---------- Provided entries ----------
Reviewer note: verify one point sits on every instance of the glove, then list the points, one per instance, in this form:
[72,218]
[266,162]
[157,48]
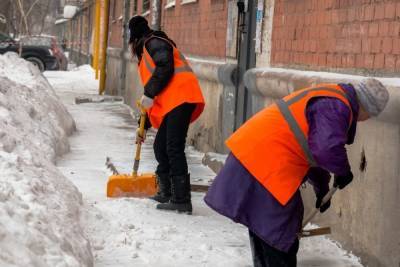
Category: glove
[343,181]
[146,102]
[140,139]
[322,208]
----------
What to do
Render every line of the records above as a Markdown table with the columns Row and Line, numbering the rows and skipping blank lines. Leave the pictures out.

Worked answer
| Row | Line |
|---|---|
| 1 | Reviewer note: verify one point sits on every instance of the glove, then list the points, one per instance, in this form: |
| 2 | [72,218] |
| 3 | [266,162] |
| 4 | [157,48] |
| 5 | Category: glove |
| 6 | [343,181] |
| 7 | [146,102] |
| 8 | [140,139] |
| 9 | [322,208] |